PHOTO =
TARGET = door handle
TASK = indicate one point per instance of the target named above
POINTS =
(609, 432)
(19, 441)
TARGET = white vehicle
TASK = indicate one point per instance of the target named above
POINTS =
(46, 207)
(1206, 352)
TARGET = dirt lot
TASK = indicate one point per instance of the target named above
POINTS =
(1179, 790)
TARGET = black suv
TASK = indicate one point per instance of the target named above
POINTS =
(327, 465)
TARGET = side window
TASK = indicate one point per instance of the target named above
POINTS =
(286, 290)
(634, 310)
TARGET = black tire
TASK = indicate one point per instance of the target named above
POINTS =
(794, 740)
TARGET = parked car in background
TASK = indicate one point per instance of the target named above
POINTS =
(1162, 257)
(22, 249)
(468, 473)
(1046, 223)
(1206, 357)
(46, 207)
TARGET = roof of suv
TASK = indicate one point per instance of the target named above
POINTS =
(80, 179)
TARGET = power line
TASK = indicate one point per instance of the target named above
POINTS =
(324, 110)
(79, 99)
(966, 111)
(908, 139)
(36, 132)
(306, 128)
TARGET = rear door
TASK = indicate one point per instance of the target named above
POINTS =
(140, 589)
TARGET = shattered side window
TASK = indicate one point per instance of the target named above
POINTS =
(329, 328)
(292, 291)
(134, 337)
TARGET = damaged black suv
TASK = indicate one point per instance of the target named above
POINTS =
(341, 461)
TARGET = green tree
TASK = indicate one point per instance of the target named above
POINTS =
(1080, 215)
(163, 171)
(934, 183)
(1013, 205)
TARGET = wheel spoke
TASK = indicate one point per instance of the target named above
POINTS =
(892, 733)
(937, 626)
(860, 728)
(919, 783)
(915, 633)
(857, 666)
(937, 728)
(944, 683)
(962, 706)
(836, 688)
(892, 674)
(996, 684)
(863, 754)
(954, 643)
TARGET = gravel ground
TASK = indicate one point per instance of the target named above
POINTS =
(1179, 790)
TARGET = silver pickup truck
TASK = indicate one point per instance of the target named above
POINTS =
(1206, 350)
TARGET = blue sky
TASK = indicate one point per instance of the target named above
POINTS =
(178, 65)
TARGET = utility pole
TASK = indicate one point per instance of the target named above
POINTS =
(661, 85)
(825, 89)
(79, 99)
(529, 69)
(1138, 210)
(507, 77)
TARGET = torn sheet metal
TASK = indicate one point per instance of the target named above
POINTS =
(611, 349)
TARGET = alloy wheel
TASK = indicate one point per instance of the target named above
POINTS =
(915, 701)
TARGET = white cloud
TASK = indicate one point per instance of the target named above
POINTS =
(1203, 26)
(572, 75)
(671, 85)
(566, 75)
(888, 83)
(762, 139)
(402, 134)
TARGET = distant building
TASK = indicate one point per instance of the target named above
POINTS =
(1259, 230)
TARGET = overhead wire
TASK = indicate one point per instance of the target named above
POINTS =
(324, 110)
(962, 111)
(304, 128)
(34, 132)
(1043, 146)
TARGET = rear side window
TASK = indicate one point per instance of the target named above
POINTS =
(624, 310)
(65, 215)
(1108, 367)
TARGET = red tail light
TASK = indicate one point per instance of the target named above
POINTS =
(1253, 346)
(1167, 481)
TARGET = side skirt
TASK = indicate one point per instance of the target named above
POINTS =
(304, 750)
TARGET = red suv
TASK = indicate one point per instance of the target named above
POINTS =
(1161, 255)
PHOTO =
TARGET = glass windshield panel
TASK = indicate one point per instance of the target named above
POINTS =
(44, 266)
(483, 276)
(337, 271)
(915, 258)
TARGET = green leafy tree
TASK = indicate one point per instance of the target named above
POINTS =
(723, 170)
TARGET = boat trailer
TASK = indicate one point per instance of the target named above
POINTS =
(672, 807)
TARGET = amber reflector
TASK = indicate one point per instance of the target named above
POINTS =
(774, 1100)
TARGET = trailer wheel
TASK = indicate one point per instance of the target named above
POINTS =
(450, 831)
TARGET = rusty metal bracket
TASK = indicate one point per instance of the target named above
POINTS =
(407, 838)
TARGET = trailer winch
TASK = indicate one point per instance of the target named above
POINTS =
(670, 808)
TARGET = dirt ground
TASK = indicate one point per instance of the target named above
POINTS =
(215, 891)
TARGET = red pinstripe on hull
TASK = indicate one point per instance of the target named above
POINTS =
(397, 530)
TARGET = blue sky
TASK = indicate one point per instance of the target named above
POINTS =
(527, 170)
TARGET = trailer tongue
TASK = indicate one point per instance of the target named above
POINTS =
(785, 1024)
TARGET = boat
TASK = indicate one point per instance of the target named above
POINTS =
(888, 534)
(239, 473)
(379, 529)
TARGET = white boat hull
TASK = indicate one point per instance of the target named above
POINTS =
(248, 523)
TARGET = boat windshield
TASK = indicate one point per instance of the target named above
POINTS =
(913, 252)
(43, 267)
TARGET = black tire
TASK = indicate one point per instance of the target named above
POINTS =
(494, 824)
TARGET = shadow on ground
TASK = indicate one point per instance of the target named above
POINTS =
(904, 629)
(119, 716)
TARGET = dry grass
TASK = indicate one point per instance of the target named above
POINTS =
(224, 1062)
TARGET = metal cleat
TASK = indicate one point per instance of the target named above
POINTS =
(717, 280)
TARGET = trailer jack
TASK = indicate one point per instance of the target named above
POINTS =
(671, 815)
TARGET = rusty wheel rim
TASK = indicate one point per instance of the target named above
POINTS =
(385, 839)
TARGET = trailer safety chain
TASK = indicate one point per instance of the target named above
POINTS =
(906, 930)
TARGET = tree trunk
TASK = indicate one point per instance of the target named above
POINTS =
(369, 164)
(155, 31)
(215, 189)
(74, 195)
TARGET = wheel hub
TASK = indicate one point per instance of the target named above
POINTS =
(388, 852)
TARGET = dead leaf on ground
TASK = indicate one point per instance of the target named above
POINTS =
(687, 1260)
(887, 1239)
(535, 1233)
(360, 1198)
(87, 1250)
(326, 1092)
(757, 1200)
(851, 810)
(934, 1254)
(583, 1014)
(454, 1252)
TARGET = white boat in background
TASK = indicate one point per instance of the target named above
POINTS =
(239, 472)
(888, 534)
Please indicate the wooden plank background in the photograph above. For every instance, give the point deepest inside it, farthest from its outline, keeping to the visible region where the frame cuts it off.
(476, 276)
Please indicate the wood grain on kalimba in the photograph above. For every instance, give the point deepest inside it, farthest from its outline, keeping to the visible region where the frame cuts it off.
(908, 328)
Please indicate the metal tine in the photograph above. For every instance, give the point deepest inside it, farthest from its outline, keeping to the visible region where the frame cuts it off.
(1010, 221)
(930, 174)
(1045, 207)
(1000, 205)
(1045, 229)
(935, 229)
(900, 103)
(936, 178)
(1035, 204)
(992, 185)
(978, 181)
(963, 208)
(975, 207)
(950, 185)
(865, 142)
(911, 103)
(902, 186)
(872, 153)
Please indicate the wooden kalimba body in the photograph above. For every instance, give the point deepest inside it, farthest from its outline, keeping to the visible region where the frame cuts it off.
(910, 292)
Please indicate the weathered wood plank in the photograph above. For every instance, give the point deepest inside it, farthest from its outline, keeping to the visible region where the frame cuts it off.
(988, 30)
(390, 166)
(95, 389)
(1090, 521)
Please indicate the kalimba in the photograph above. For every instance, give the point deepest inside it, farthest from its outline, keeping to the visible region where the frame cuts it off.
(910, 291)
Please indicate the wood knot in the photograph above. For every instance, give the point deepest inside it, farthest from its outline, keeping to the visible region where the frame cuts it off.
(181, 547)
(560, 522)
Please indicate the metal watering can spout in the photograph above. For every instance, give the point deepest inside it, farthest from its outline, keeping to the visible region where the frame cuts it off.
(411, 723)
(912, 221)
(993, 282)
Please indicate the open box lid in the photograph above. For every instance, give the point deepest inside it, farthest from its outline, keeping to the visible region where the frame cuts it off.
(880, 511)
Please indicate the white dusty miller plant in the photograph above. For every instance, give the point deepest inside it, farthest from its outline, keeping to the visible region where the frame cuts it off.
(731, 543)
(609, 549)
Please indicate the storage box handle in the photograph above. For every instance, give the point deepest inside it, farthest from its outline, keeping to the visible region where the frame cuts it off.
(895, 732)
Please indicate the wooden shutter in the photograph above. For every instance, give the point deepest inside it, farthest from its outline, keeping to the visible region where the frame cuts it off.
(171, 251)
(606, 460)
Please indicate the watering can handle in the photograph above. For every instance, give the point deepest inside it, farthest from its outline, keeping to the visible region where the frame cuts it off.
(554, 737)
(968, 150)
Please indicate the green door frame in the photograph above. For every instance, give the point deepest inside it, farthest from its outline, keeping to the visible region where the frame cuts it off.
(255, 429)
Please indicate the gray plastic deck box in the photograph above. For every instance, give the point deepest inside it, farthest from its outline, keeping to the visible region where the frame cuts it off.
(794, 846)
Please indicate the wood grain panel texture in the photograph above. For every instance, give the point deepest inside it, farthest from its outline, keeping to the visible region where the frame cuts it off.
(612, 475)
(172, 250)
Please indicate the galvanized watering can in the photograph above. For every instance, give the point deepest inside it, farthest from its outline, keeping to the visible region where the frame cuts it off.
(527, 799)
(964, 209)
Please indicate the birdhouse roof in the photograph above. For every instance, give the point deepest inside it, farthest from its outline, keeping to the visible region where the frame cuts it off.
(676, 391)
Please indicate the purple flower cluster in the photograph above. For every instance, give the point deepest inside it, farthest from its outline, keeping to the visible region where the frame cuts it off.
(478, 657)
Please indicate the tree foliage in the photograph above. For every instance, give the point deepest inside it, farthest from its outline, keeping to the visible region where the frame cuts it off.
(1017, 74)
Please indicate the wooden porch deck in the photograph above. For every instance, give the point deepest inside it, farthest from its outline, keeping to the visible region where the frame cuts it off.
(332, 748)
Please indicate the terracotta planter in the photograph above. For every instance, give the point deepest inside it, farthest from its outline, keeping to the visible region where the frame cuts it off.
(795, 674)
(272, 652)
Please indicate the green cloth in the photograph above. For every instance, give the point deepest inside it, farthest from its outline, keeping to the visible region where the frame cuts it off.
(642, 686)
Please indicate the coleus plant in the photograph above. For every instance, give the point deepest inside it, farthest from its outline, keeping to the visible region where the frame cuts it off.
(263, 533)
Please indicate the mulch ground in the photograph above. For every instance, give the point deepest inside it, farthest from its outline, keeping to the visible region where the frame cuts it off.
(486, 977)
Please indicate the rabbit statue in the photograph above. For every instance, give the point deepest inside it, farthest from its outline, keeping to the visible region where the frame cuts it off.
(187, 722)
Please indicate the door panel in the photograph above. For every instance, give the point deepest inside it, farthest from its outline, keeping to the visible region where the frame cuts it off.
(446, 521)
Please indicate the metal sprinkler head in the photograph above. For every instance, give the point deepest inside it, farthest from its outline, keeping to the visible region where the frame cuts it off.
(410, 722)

> **TASK DESCRIPTION**
Reproduce, line for line and unchanged, the stretch of the records from their very start through the line containing "(1206, 352)".

> **FINAL RESULT**
PHOTO =
TARGET = door handle
TASK = indicate one point per instance of the target named above
POINTS =
(609, 432)
(19, 441)
TARGET = white vehicle
TASK = indicate one point per instance of the target named above
POINTS =
(46, 207)
(1206, 352)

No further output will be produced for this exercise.